Selected text
Start
How to allocate memory dynamically for a char array in C++?

Question

I am learning about dynamic memory in C++. What I learned as a standard way of allocating & deallocating dynamically for any data type is, for example,

//For double,
double* pvalue1 = nullptr;
pvalue1 = new double;
*pvalue1 = 17.3;
delete pvalue1; //free up when I'm done

BUT, for a char array, I learned that it's handled differently:

char* pvalue2 = nullptr;
pvalue2 = new char[6];
strncpy(pvalue2,"Hello",sizeof("Hello"));

std::cout << "Pointed-to value of pvalue2 is " << *pvalue2 << std::endl;
std::cout << "Value of pvalue2 is " << pvalue2 << std::endl;

delete [] pvalue2; //free up when I'm done

Then, on command prompt:

Pointed-to value of pvalue2 is H
Value of pvalue2 is Hello

1. Why does the pointer pvalue2 give the "pointed-to" string literal instead of the memory address? Isn't a "pointer value" always the memory address which it points to?
2. Why does dereferencing give only the first character in the array?
3. How can I get the memory address then, in this case?

Answer 1

The operator<< of output streams has an overload to char* that interprets the character array as a string instead of a generic pointer. Thus, it prints the value of the string. Use static_cast<void*>(pvalue2) to print the address.

Dereferencing the string gives you a char, which is not a string.
End
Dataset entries
Start
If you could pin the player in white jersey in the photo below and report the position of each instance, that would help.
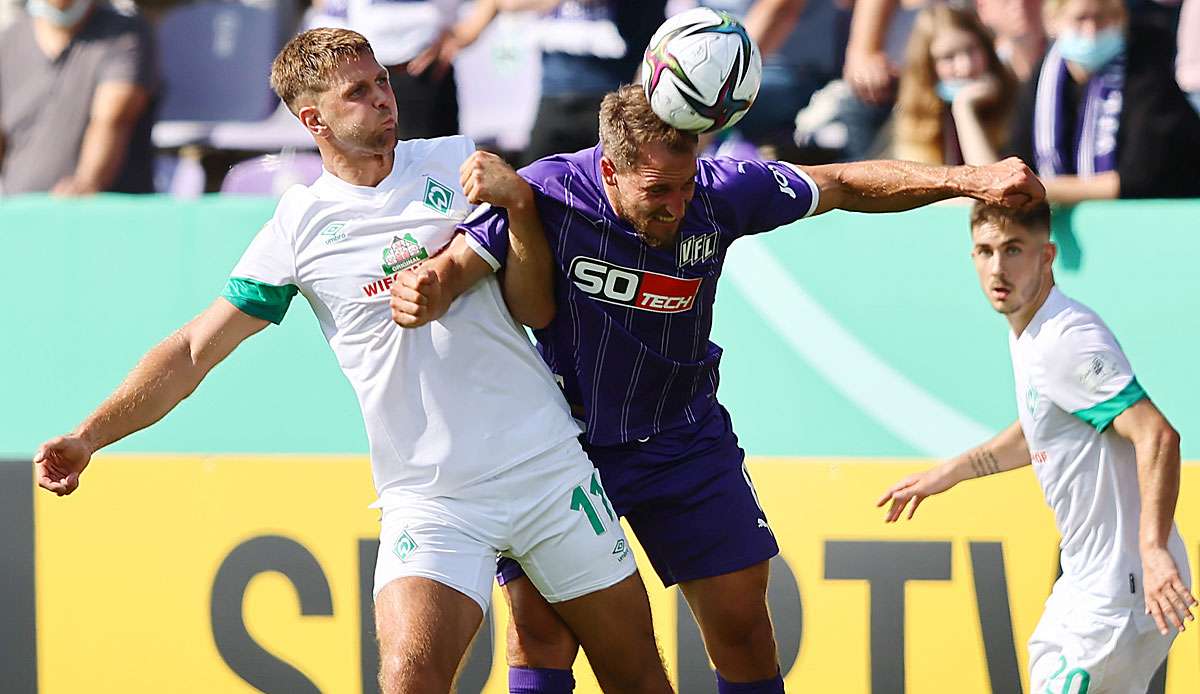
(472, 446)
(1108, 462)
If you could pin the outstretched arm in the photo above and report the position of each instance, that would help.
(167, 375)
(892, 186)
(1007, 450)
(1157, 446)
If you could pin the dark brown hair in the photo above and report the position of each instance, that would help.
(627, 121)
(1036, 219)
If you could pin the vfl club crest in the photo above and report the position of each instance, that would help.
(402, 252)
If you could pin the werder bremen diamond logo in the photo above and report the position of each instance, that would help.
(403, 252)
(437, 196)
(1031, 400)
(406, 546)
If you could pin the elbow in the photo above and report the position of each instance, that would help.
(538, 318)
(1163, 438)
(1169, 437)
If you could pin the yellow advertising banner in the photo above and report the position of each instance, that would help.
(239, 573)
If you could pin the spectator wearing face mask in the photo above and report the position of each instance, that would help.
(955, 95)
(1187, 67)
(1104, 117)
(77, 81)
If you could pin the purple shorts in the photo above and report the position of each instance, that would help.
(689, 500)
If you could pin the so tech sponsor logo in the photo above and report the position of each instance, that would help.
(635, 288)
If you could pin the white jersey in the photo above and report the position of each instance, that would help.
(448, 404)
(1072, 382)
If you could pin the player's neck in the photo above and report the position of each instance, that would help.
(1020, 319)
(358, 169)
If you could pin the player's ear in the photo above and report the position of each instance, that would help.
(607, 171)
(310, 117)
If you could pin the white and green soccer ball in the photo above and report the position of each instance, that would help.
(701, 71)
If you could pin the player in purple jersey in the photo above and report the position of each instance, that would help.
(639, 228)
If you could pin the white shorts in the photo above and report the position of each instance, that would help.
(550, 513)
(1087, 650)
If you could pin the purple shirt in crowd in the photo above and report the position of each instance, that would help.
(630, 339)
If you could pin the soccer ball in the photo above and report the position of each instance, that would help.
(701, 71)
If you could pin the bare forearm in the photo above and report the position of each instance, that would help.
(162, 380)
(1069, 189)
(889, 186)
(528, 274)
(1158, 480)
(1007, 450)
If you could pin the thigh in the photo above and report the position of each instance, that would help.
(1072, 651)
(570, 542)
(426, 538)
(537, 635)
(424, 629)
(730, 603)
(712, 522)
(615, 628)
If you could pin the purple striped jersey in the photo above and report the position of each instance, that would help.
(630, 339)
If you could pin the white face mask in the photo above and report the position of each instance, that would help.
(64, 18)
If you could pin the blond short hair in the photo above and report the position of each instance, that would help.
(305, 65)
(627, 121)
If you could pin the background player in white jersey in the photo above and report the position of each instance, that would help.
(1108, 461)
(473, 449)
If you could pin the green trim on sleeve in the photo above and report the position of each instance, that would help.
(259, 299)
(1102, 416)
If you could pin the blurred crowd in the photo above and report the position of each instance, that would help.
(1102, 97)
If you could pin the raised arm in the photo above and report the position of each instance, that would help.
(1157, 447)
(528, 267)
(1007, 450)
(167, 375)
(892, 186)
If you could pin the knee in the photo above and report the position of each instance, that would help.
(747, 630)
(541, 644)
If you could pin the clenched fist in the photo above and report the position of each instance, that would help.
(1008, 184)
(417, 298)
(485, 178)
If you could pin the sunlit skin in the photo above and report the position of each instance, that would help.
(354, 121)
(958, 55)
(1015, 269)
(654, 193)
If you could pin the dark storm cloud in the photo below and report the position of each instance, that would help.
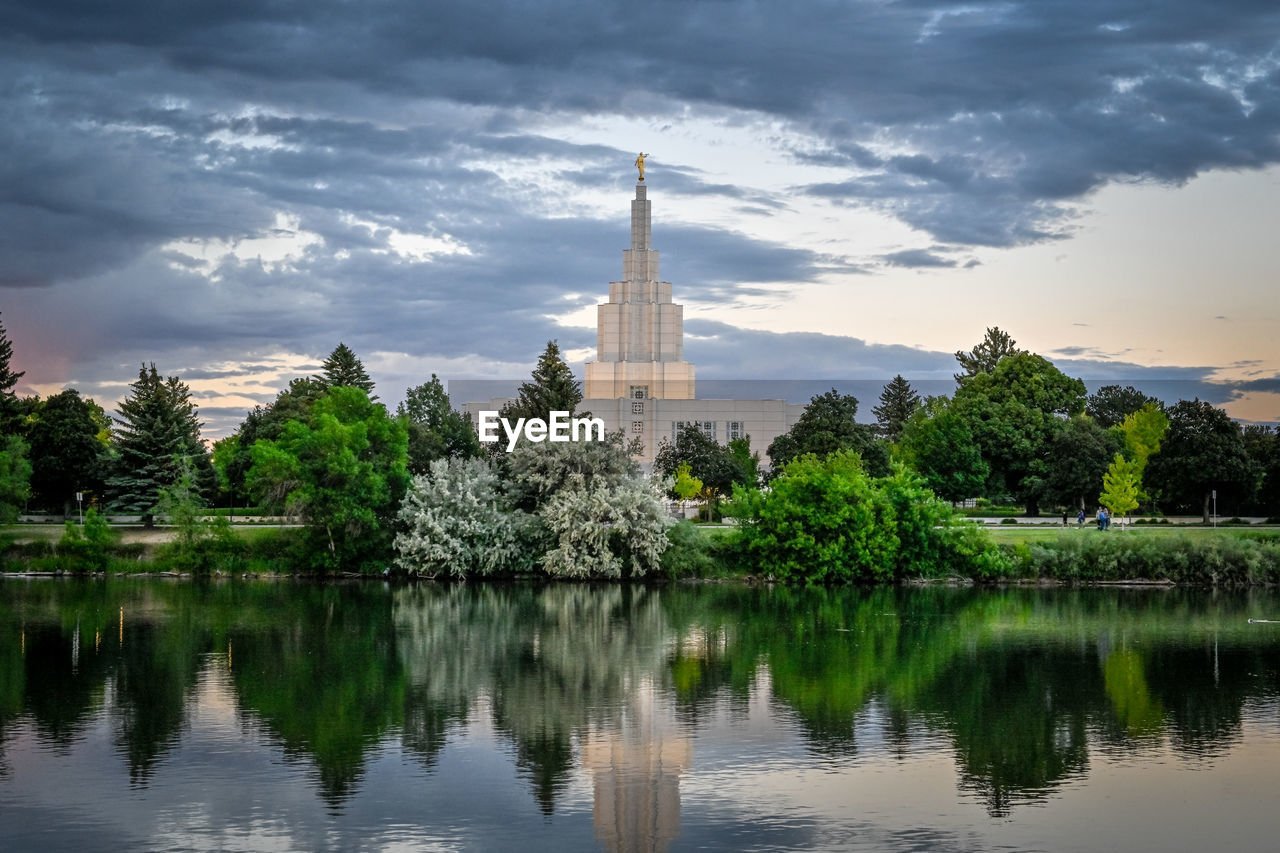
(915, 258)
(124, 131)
End
What to work on
**a)** Write out every numbered question posed in the C++ char array thread.
**b)** Extend the C++ char array thread beyond its final sentence.

Set of answers
**a)**
1. Why does the pointer pvalue2 give the "pointed-to" string literal instead of the memory address? Isn't a "pointer value" always the memory address which it points to?
2. Why does dereferencing give only the first character in the array?
3. How can I get the memory address then, in this case?

**b)**
If you are using C++, prefer using std::string instead of character arrays. If you need a C-style string for something, you can get a character array representation of the string by calling the c_str() method.

Answer 2

Why does the pointer pvalue2 give the "pointed-to" string literal instead of the memory address?

Because there's a special overload of << so that streaming char* will give the string it points to, not the pointer value. That's usually what you want to happen.

Isn't a "pointer value" always the memory address which it points to?

Yes.

Why does dereferencing give only the first character in the array?

Because a pointer contains the address of a single object, which in this case is the first element of the array. Other elements can be accessed using pointer arithmetic, e.g. pvalue2[2] for the third element.

How can I get the memory address then, in this case?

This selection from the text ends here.